Point-per-instance localization data
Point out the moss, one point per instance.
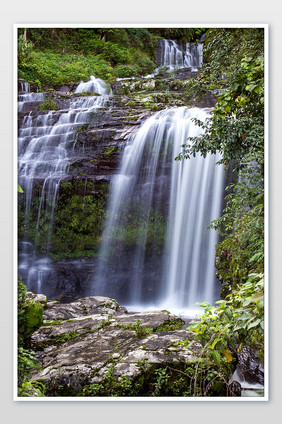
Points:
(78, 220)
(170, 325)
(30, 315)
(48, 104)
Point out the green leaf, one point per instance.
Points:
(216, 357)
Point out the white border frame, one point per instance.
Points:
(266, 202)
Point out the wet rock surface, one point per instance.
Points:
(79, 342)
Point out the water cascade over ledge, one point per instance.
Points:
(174, 55)
(157, 250)
(45, 153)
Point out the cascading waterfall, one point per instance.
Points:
(174, 55)
(156, 248)
(44, 154)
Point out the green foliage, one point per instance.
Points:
(30, 315)
(140, 226)
(140, 330)
(65, 55)
(78, 220)
(25, 49)
(225, 327)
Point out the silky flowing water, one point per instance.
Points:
(45, 152)
(157, 250)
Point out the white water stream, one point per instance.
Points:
(188, 193)
(45, 153)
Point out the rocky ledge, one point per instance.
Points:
(82, 344)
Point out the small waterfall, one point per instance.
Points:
(44, 155)
(156, 247)
(175, 55)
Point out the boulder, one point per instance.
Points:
(80, 343)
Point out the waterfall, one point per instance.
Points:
(44, 155)
(156, 248)
(175, 55)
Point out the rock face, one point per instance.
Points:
(81, 343)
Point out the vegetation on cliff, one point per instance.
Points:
(236, 129)
(234, 69)
(65, 55)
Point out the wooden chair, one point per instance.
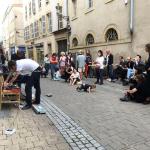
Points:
(11, 96)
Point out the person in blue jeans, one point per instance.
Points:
(53, 64)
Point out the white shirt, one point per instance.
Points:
(46, 60)
(100, 62)
(26, 66)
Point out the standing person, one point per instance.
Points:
(147, 66)
(88, 62)
(109, 62)
(70, 60)
(54, 64)
(31, 70)
(81, 63)
(2, 56)
(46, 64)
(99, 67)
(62, 62)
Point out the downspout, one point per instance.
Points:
(131, 17)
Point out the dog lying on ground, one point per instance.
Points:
(86, 88)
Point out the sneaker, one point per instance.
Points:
(96, 82)
(124, 99)
(109, 80)
(26, 107)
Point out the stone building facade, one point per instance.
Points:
(122, 26)
(13, 28)
(45, 28)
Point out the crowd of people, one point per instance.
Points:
(133, 72)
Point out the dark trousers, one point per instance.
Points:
(110, 71)
(99, 75)
(47, 66)
(33, 80)
(53, 70)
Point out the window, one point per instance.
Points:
(49, 22)
(111, 35)
(47, 1)
(30, 9)
(60, 19)
(32, 30)
(43, 24)
(33, 7)
(27, 33)
(89, 39)
(40, 4)
(26, 13)
(90, 3)
(36, 29)
(74, 7)
(74, 42)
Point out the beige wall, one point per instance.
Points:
(103, 16)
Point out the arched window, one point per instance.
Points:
(89, 39)
(74, 42)
(111, 35)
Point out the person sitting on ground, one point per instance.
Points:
(43, 71)
(75, 77)
(140, 93)
(121, 70)
(86, 88)
(67, 73)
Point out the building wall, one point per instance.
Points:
(48, 39)
(107, 14)
(13, 27)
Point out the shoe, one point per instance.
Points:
(26, 107)
(101, 83)
(96, 82)
(125, 98)
(109, 80)
(35, 103)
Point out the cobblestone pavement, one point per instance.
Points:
(114, 124)
(33, 132)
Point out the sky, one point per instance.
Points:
(3, 6)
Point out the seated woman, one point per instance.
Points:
(75, 77)
(140, 93)
(86, 88)
(67, 73)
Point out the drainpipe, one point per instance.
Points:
(131, 16)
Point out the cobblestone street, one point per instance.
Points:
(113, 124)
(33, 132)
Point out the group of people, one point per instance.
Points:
(134, 72)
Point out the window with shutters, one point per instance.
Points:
(30, 9)
(74, 42)
(43, 24)
(89, 39)
(33, 7)
(49, 22)
(32, 30)
(90, 3)
(111, 35)
(60, 19)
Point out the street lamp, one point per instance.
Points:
(66, 18)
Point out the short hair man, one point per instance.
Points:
(31, 70)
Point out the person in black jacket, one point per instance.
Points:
(109, 62)
(147, 65)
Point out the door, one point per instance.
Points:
(62, 46)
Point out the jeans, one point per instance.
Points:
(130, 73)
(53, 70)
(47, 66)
(110, 71)
(99, 75)
(33, 80)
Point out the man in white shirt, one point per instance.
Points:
(31, 70)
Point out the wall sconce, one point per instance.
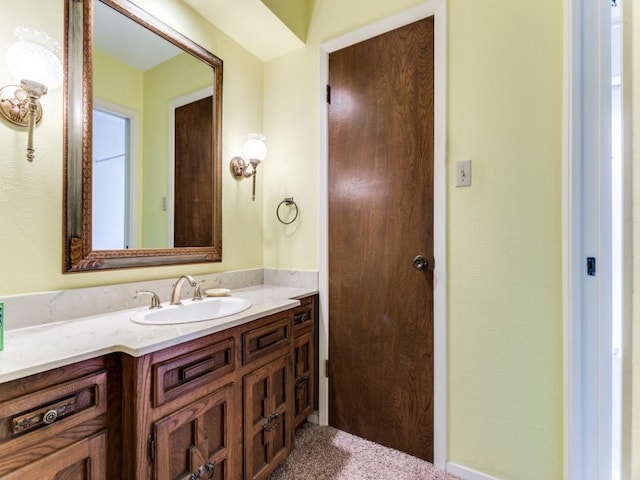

• Activity:
Once the pictures are removed, reproduce the remaining entries above exactly.

• Your solution:
Point out the moss, one point per instance.
Points:
(78, 220)
(170, 325)
(30, 315)
(48, 104)
Point out the green leaf, one point per instance.
Points:
(216, 357)
Point out the white border frame, one point per instance.
Points:
(266, 202)
Point out the wet rock surface, one point per instance.
Points:
(79, 342)
Point out the water cascade over ledge, one point per instance.
Points:
(174, 55)
(157, 250)
(45, 153)
Point out the cascading waterfall, one point per instance.
Points:
(174, 55)
(156, 248)
(44, 154)
Point out the green foliage, one point per instance.
Points:
(30, 315)
(140, 226)
(140, 330)
(65, 55)
(78, 220)
(25, 49)
(225, 327)
Point out the silky flowing water, one point per instance.
Points:
(45, 152)
(157, 250)
Point out the white water stream, one point per instance.
Points:
(188, 193)
(45, 153)
Point out the rocky ledge, one point per instance.
Points:
(82, 344)
Point out the small waterfall, one point per instance.
Points:
(44, 155)
(156, 247)
(175, 55)
Point out the boulder, one point per instance.
Points:
(80, 343)
Point out the waterfall, one point per instance.
Points:
(44, 155)
(156, 248)
(175, 55)
Point out the rock face, one point per instance.
Points:
(81, 343)
Point out the vegetation on cliff, one point per instance.
Points:
(236, 129)
(234, 69)
(65, 55)
Point out the wooden chair, one point per instance.
Points:
(11, 96)
Point out the person in blue jeans, one point per instance.
Points:
(53, 64)
Point out the white shirt, one point per instance.
Points:
(46, 60)
(100, 62)
(26, 66)
Point out the standing person, one point per instance.
Points:
(147, 66)
(88, 62)
(109, 62)
(70, 60)
(54, 64)
(31, 70)
(81, 63)
(2, 56)
(46, 64)
(99, 67)
(62, 62)
Point out the downspout, one point per instance.
Points:
(131, 17)
Point out the dog lying on ground, one point per instance.
Points:
(86, 88)
Point out the sneaker, one point per instance.
Points:
(96, 82)
(124, 99)
(109, 80)
(26, 107)
Point out the stone building facade, one point per instance.
Points:
(122, 26)
(13, 28)
(45, 28)
Point out the crowd of people, one point per instance.
Points:
(133, 72)
Point out the dark trousers, one point per instance.
Points:
(110, 71)
(99, 75)
(47, 66)
(33, 80)
(53, 70)
Point out the window, one point per instance.
Points:
(49, 22)
(111, 35)
(47, 1)
(30, 9)
(60, 19)
(32, 30)
(43, 24)
(33, 7)
(27, 33)
(89, 39)
(40, 4)
(26, 13)
(90, 3)
(36, 29)
(74, 7)
(74, 42)
Point out the beige wall, one point per instance.
Points:
(103, 16)
Point out the arched window, one point per instance.
Points:
(89, 39)
(74, 42)
(111, 35)
Point out the person sitting on ground, one point per instance.
Points:
(43, 71)
(75, 77)
(140, 93)
(121, 70)
(86, 88)
(67, 73)
Point out the building wall, one point per instance.
Points:
(48, 39)
(107, 14)
(13, 27)
Point out the shoe, one point per instance.
Points:
(26, 107)
(101, 83)
(96, 82)
(125, 98)
(109, 80)
(35, 103)
Point out the cobblestone pavement, one point per instance.
Points:
(114, 124)
(33, 132)
Point out the sky, one point per instance.
Points:
(3, 6)
Point out the seated woman, one point per instance.
Points:
(75, 77)
(140, 93)
(86, 88)
(67, 73)
Point out the drainpipe, one point per instance.
Points:
(131, 16)
Point out the cobblestone street, one point per instance.
Points:
(113, 124)
(33, 132)
Point out the group of people, one point per instance.
Points:
(134, 72)
Point out the window with shutters, one point per instance.
Points:
(30, 9)
(74, 42)
(43, 24)
(89, 39)
(33, 7)
(49, 22)
(32, 30)
(90, 3)
(111, 35)
(60, 19)
Point out the street lamp, one point per instance.
Points:
(66, 18)
Point out the short hair man, one point per instance.
Points:
(31, 70)
Point out the person in black jacket, one point per instance.
Points:
(109, 62)
(147, 65)
Point out the door, one point per instance.
Points:
(62, 46)
Point out the jeans, one point per instance.
Points:
(130, 73)
(53, 70)
(47, 66)
(110, 71)
(99, 75)
(33, 80)
Point out the man in white shirt, one point per instance.
Points:
(31, 70)
Point out the wall sconce, one point per instance.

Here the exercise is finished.